§ Selected excerpt:
In the gene therapy project, he and Plant have been collaborating with Professor Joost Verhaagen of the Netherlands Institute for Neuroscience, and one of Verhaagen's former graduate students, Dr Marc Ruitenberg, who is now at UWA. Plant's group is predominantly looking at the spinal cord, while Harvey is looking at the visual system.

"We've published work on brain derived neurotrophic factor (BDNF); neurotrophin-3; ciliary derived neurotrophic factor (CNTF) and glial cell-line derived neurotrophic factor. We've engineered retinal ganglion cells with the adeno-associated virus (AAV).

"One of the AAV serotypes is quite efficient at transducing retinal ganglion cells and we've shown that CNTF enhances survival and regeneration of injured retinal ganglion cells quite significantly. BDNF enhances survival but it doesn't enhance regeneration."

Harvey and his team have found that CTNF is the most effective gene for regenerating injured cells but that it does have its drawbacks, such as causing changes to the photoreceptors. The NRP has begun a large project, led by Dr Jenny Rodger, to fill transduced ganglion cells with dyes to study their dendritic architecture. While transduced neurons may show regenerative axon growth, their morphology also seems to change over time, which is not a good idea in a functional sense.

There is also work on gene silencing, predominantly by another colleague, Dr Cui Qi (now in Hong Kong), who is using RNAi techniques. This is another area where there are downsides, Harvey says.

§ Supplied material:
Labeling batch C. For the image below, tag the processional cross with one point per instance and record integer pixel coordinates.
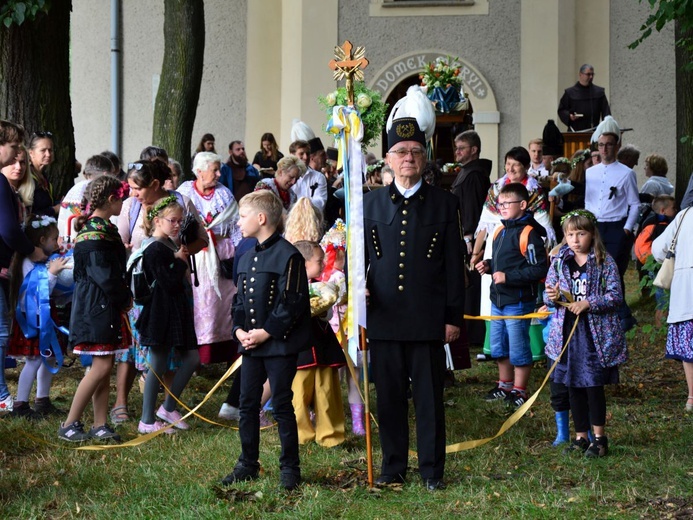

§ To do: Copy word for word the part of the gene therapy text that opens with the words containing "Harvey and his" and closes with "a functional sense.". The lines come from a separate source, not from the gene therapy text.

§ Worked solution:
Harvey and his team have found that CTNF is the most effective gene for regenerating injured cells but that it does have its drawbacks, such as causing changes to the photoreceptors. The NRP has begun a large project, led by Dr Jenny Rodger, to fill transduced ganglion cells with dyes to study their dendritic architecture. While transduced neurons may show regenerative axon growth, their morphology also seems to change over time, which is not a good idea in a functional sense.